# EXERCISE DIRECTIONS:
Copy all the lines below without altering anything.

(Dataset items)
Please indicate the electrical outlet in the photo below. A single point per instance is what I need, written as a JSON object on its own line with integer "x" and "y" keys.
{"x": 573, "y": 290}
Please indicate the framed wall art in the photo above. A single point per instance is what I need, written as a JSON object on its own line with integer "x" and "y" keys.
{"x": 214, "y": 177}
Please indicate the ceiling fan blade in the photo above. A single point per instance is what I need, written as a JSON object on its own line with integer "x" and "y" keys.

# SOLUTION TO THE PROBLEM:
Please indicate the electrical outlet in the photo below. A single point per instance is what I need, written as a JSON object on its own line with integer "x" and "y" keys.
{"x": 573, "y": 290}
Please indicate the framed wall art in the photo above. A single point per instance is what I need, written as a JSON object on its own line with integer "x" and "y" keys.
{"x": 214, "y": 177}
Please indicate the ceiling fan blade in the photo above. A single point per instance is what I need, written as a JSON object on its own line with integer "x" and "y" keys.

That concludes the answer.